● Registros da tarefa:

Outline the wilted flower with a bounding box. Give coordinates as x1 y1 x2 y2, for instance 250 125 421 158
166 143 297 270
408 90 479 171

==

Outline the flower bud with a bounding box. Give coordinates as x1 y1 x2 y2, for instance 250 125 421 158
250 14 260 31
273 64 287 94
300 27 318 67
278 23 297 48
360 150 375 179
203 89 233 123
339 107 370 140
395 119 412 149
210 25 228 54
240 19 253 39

...

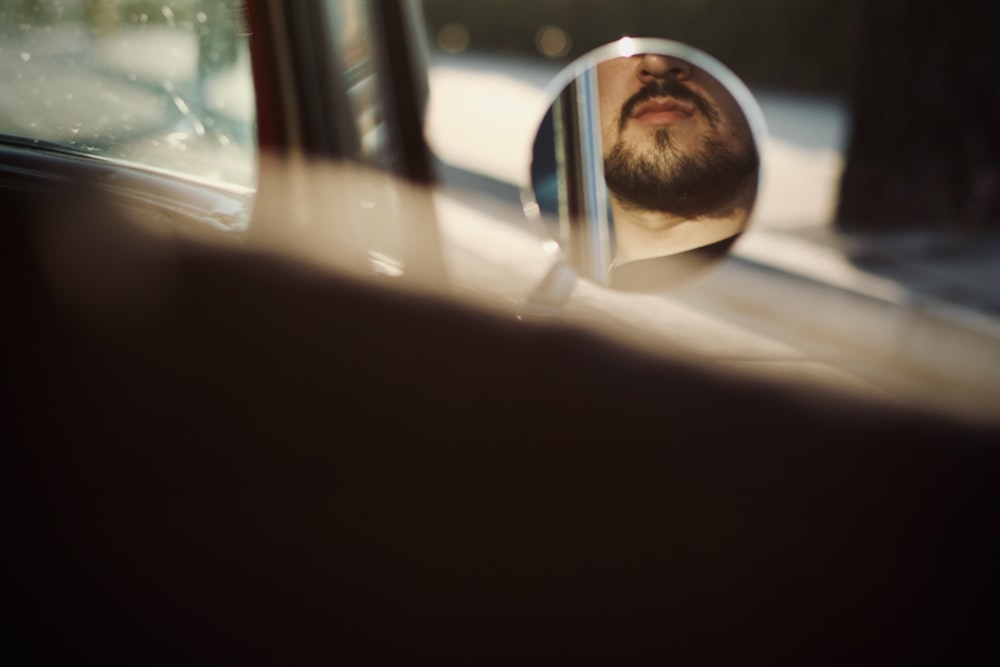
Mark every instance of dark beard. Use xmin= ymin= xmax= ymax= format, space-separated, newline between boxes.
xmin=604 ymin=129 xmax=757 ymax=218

● O que se pede:
Pode reproduzir, sem alterar nada, todas as linhas dos registros acima, desde a que contém "Outline the wilted" até a que contém "408 90 479 171", incluindo essas duas?

● Resultado:
Outline the wilted flower with a bounding box. Give coordinates as x1 y1 x2 y2, for instance 250 125 421 158
166 143 297 270
408 90 479 171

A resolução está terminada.